◆ TASK DIRECTIONS: State how many lines in the rows below contain the string "ground". Give only the number.

^^^^^^^^

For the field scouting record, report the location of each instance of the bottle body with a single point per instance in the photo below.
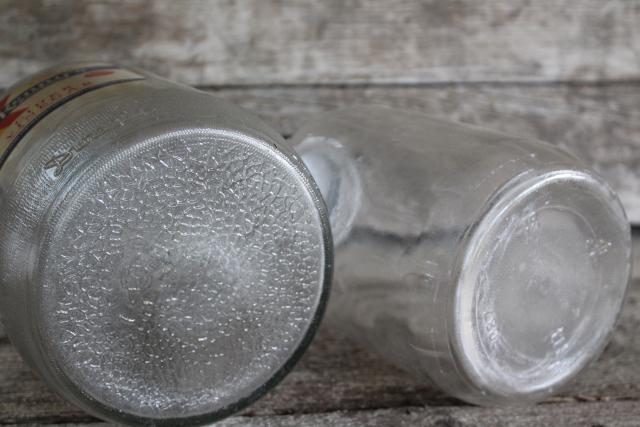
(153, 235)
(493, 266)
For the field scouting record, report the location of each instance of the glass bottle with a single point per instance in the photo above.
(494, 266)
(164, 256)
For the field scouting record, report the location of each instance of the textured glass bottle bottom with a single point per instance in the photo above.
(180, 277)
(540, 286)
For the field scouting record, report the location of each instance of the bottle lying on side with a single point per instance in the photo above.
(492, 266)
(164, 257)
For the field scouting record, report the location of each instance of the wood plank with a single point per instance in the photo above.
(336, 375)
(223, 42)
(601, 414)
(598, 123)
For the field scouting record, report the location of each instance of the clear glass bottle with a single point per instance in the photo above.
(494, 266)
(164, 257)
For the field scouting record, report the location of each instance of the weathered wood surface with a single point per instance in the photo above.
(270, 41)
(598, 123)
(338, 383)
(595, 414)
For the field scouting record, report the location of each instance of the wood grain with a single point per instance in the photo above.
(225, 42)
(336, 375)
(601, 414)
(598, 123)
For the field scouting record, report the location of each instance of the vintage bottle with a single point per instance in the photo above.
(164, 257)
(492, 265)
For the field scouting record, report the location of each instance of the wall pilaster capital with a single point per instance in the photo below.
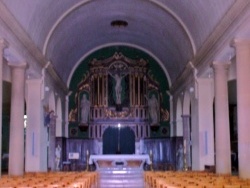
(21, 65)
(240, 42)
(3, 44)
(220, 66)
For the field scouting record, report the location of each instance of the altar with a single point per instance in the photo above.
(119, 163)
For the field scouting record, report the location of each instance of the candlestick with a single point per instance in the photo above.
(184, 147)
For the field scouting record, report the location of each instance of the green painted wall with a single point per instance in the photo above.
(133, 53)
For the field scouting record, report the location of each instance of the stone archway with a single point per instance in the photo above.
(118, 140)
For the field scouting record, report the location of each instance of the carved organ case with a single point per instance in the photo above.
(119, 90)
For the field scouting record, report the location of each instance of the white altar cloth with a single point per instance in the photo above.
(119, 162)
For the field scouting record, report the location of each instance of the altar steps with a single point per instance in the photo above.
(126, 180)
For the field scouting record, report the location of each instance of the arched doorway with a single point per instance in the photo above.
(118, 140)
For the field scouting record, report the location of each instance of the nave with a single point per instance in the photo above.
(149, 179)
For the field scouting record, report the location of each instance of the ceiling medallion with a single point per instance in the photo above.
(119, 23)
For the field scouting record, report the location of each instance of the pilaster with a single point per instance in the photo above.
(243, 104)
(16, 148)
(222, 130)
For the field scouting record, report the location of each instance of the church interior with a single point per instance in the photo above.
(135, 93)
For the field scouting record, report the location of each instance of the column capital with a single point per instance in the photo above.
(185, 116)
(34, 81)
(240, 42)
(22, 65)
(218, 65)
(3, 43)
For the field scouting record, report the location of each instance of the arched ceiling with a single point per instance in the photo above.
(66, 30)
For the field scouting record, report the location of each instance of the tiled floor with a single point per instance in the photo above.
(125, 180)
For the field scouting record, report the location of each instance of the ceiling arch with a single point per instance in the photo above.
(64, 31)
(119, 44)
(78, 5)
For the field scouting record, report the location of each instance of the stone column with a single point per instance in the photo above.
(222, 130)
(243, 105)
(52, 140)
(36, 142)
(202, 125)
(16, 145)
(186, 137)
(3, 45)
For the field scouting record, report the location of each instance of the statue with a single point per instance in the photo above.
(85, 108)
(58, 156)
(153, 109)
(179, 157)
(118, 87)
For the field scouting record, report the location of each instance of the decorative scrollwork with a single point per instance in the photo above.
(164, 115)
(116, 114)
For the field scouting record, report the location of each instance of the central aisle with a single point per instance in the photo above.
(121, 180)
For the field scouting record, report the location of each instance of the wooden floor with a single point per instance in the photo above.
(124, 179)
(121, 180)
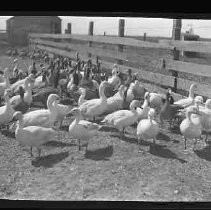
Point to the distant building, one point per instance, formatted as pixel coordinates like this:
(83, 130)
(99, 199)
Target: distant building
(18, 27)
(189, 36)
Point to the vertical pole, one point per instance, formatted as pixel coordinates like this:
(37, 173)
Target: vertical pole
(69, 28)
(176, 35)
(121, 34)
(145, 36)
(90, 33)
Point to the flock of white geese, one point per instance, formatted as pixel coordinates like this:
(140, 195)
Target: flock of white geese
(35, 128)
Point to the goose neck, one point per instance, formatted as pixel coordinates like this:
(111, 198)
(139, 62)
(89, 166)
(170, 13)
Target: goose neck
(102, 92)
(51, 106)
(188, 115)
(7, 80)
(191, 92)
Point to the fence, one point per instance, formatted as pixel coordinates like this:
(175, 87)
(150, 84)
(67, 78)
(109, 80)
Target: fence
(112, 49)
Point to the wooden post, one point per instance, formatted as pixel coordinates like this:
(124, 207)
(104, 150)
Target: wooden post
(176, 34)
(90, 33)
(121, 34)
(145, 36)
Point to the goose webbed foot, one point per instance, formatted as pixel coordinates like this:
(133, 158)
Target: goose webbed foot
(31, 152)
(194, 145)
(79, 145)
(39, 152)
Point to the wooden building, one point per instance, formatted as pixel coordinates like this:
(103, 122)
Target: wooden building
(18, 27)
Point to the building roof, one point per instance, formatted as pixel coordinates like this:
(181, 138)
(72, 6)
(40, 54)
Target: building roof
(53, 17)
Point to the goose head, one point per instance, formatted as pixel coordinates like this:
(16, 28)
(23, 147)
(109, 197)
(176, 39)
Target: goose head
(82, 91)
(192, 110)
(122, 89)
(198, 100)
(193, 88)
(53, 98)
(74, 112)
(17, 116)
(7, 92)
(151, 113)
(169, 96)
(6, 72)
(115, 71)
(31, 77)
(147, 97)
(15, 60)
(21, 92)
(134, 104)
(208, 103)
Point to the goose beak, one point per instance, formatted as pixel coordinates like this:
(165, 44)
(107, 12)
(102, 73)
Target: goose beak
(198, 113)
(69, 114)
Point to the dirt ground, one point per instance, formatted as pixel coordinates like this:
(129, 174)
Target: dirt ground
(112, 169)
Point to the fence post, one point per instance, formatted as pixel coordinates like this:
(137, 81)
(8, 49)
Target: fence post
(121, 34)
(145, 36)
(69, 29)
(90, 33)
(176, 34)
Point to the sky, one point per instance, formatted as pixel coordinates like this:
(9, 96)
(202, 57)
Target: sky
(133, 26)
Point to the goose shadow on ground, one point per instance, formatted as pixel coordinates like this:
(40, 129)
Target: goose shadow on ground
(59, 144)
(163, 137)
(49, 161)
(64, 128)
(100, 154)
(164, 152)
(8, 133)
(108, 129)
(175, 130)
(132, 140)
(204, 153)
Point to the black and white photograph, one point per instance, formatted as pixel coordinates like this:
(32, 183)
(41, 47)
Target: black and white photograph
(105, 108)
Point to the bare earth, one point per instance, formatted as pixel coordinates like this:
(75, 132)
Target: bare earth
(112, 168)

^^^^^^^^

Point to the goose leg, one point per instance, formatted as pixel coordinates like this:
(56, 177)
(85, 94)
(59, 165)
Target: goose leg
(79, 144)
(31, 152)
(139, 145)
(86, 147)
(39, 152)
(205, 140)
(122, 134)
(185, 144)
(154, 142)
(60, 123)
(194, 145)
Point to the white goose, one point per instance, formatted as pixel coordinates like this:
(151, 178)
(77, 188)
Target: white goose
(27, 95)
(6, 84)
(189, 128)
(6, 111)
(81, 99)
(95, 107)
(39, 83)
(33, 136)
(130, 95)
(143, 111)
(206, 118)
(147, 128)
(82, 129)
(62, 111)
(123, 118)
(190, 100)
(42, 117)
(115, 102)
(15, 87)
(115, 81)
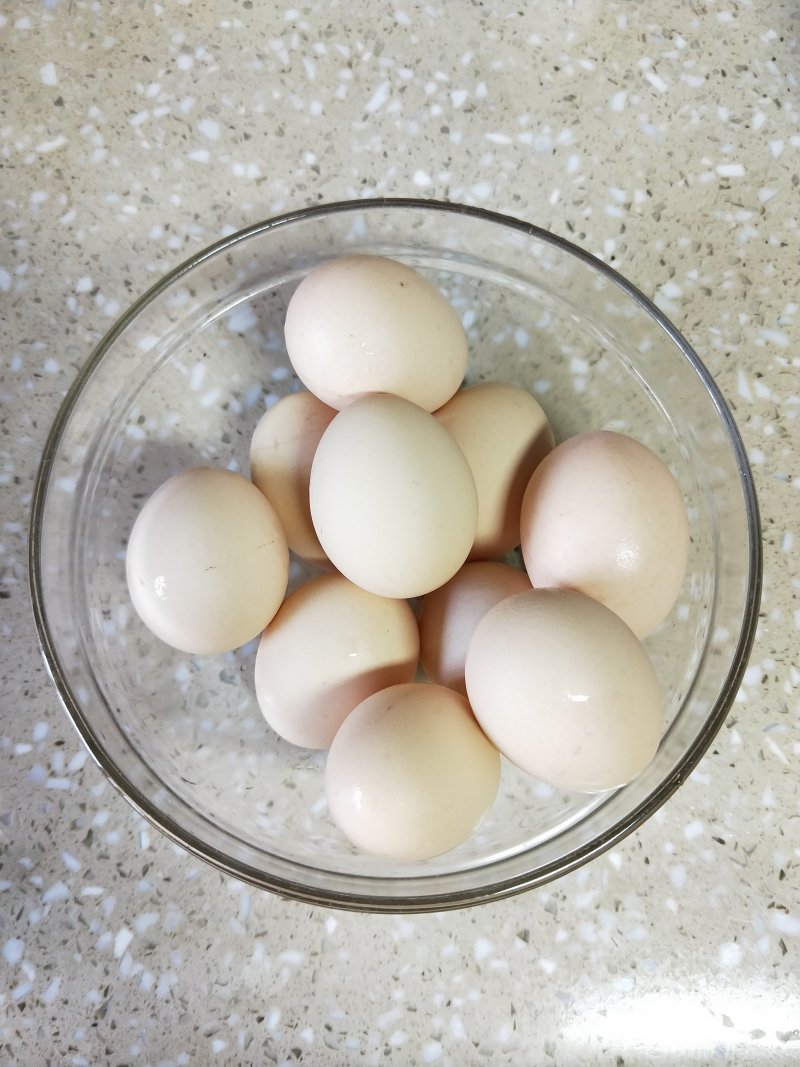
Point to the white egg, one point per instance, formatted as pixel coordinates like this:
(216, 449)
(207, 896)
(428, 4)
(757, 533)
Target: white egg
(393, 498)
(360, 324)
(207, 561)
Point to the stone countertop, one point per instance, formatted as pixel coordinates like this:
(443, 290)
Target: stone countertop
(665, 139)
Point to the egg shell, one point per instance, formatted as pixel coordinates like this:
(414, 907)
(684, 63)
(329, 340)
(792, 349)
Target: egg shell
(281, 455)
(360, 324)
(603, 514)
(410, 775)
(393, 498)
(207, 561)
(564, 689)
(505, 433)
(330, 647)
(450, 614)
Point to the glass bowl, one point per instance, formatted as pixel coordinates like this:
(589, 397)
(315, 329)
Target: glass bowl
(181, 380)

^^^^^^^^

◆ WRITTEN RESPONSE: 4